Stated exercise
Render every line of the records below as a Markdown table with two columns, Row for the line's number and Line for its text, and leave out any blank lines.
[Start of Entries]
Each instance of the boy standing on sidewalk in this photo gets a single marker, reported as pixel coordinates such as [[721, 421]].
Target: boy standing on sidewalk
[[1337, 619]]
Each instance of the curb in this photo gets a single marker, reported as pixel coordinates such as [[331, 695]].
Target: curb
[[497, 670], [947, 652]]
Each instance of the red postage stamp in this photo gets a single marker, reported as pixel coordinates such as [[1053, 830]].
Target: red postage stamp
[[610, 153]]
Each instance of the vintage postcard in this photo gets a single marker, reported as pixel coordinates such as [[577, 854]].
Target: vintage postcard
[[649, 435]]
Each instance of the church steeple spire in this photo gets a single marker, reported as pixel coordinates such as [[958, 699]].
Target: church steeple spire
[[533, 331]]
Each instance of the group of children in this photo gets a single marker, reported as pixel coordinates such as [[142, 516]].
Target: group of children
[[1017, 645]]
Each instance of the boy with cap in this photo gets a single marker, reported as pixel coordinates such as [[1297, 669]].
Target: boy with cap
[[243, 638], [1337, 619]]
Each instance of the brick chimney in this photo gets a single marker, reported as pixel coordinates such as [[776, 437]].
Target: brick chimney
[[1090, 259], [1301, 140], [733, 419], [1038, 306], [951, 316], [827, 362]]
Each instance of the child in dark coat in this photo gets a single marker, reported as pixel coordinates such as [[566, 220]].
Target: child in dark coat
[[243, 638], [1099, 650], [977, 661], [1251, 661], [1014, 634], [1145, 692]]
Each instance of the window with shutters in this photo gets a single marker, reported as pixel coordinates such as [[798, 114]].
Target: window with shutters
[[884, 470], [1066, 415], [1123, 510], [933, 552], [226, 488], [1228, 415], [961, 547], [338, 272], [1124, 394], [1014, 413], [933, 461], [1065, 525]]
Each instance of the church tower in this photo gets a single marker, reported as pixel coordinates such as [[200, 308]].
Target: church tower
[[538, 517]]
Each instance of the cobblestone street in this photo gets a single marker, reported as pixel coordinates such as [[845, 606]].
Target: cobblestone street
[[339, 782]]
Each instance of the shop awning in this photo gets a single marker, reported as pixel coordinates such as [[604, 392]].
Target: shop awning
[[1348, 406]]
[End of Entries]
Result of the exercise
| Row | Line |
|---|---|
| 1 | Each instance of the boy standing on sidewalk in this photo gets a single marker, reported as pixel coordinates such as [[721, 421]]. |
| 2 | Target: boy standing on sidewalk |
| 3 | [[1337, 619]] |
| 4 | Each instance of the curb in this photo gets a single marker, reported as pixel coordinates such as [[331, 695]]. |
| 5 | Target: curb |
| 6 | [[497, 670], [947, 652]] |
| 7 | Each instance of the red postage stamp in this photo gets a single marker, reported as pixel coordinates such as [[1053, 830]]. |
| 8 | Target: red postage stamp |
| 9 | [[610, 153]] |
| 10 | Each instance of the vintage postcard in this photo gets a single marker, reported as pixel coordinates such as [[577, 854]]. |
| 11 | Target: vintage postcard |
| 12 | [[649, 435]] |
| 13 | Each instance of the church steeple spire in this photo gets a single marker, reported as pixel coordinates such as [[958, 699]]. |
| 14 | Target: church steeple spire |
| 15 | [[533, 331]] |
| 16 | Each instance of the group of children in this photo gets a single marker, reported as pixel coordinates such as [[142, 516]]. |
| 17 | Target: group of children |
| 18 | [[1017, 645]] |
| 19 | Each instance of the boy with cap in this photo gets a single marker, reported as pixel coordinates such as [[1297, 669]]. |
| 20 | Target: boy with cap |
| 21 | [[243, 638], [1337, 619]] |
| 22 | Each instance of the brick chimney in this photo gets a single marker, reported as pixel coordinates such as [[776, 437]]. |
| 23 | Target: brick chimney |
| 24 | [[1090, 259], [1301, 140], [733, 419], [1038, 306], [951, 316], [827, 362]] |
| 25 | Each instance of the child in dark coat in this photo gets a single marker, reported as pixel coordinates such as [[566, 220]]. |
| 26 | Target: child in dark coat |
| 27 | [[243, 638], [1099, 650], [977, 661], [1251, 661], [1014, 634], [1145, 692]] |
| 28 | Each instance of the window with shutters in this photo gets a single marker, reported as pixel coordinates such as [[798, 114]]. |
| 29 | Target: window with shutters |
| 30 | [[884, 470], [1066, 415], [1123, 510], [933, 552], [226, 488], [1228, 415], [961, 547], [338, 272], [1124, 394], [1014, 413], [933, 461], [1065, 525]] |
| 31 | Each instance of the church tower in this photo gets a single marker, reported as pixel coordinates such as [[200, 308]]. |
| 32 | Target: church tower |
| 33 | [[538, 517]] |
| 34 | Each instance of the cobblestone street in this photo gets a single marker, reported as pixel coordinates such as [[845, 606]]. |
| 35 | Target: cobblestone street |
| 36 | [[339, 782]] |
| 37 | Each instance of the shop awning in this photo gets a single marker, reported as pixel coordinates such as [[604, 392]]. |
| 38 | Target: shop awning |
| 39 | [[1348, 406]] |